LCB: Mamadou Sakho / Daniel Agger

B/R’s Karl Matchett has more on why a three-man defence could be the way to go at Anfield, but a key reason is that the Reds now have a plethora of options in central defence to choose from, and summer signing Mamadou Sakho is one of them.

A nervous debut at Swansea City has been followed up by two solid performances in the league, and with each passing game Sakho is starting to justify both the hype he had as a prospect at Paris Saint-Germain and his £15 million price tag.

With him continuing his imperious form with an impressive set of defensive attributes, vice-captain Daniel Agger will have to bide his time before returning to the starting XI.

 

CD / SW: Martin Skrtel / Daniel Agger

It could well be that Agger could make his return to the starting XI in a central sweeper role, but Martin Skrtel’s impressive form in the heart of the three-man defence right now means that may take a while to happen.

Martin Skrtel’s performance against Manchester United in the second league game of the season turned out to be the start of a very encouraging upturn in form, and his no-nonsense brand of defending will continue to be important to the Reds’ fortunes.

 

RWB: Glen Johnson / Raheem Sterling / Jordan Henderson

With Glen Johnson injured for at least another few weeks, Brendan Rodgers has been using Jordan Henderson as a right wing-back in his 3-4-1-2 formation.

Lucas’ suspension, however, may change the first-team setup a bit, and perhaps for the better.

We’ll touch on what we think could be a useful role for Henderson in a few slides.

But we posit that young winger Raheem Sterling could be an interesting experiment in a slightly more defensive starting position, given his pace, work rate, surprising upper body strength, and well-known penchant for bombing down the flanks.
________
_Instruction A:_ Rewrite the part of the article on the Reds' three-man defense starting with "Martin Skrtel’s performance" and going on through "his 3-4-1-2 formation.", changing "no-nonsense" to "uncompromising".
_Instruction B:_ According to the article on the Reds' three-man defense, what was Mamadou Sakho's price tag?
________
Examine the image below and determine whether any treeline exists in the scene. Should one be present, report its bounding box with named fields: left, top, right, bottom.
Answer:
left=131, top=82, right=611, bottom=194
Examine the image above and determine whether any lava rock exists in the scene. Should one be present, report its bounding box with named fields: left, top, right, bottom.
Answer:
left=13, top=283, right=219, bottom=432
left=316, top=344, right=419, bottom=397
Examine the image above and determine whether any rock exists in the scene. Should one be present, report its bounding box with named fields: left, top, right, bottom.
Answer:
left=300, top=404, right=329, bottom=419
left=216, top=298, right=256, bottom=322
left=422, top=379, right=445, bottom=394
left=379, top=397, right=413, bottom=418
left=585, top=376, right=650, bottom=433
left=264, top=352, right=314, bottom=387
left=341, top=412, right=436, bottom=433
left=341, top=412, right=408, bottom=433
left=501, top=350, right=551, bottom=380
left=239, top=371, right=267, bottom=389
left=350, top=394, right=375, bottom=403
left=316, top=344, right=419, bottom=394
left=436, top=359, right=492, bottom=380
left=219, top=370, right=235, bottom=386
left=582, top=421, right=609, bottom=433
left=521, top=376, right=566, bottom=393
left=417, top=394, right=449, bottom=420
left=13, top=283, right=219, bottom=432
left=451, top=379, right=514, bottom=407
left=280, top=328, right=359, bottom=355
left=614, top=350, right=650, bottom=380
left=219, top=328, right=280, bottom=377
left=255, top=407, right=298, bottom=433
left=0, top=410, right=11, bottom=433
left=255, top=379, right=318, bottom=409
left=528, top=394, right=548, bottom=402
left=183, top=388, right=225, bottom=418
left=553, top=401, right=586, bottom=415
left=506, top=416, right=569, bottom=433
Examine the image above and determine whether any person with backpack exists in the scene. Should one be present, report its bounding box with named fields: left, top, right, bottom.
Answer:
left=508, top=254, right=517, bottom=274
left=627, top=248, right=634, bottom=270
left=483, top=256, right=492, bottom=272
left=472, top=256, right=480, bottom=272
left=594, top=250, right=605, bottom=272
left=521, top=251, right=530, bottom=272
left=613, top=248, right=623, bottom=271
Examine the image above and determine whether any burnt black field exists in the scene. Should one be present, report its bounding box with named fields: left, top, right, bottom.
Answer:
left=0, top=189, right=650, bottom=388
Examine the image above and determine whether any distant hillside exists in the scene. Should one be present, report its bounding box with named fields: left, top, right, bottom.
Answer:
________
_Problem solution A:_
Martin Skrtel’s performance against Manchester United in the second league game of the season turned out to be the start of a very encouraging upturn in form, and his uncompromising brand of defending will continue to be important to the Reds’ fortunes.

 

RWB: Glen Johnson / Raheem Sterling / Jordan Henderson

With Glen Johnson injured for at least another few weeks, Brendan Rodgers has been using Jordan Henderson as a right wing-back in his 3-4-1-2 formation.

_Problem solution B:_ £15 million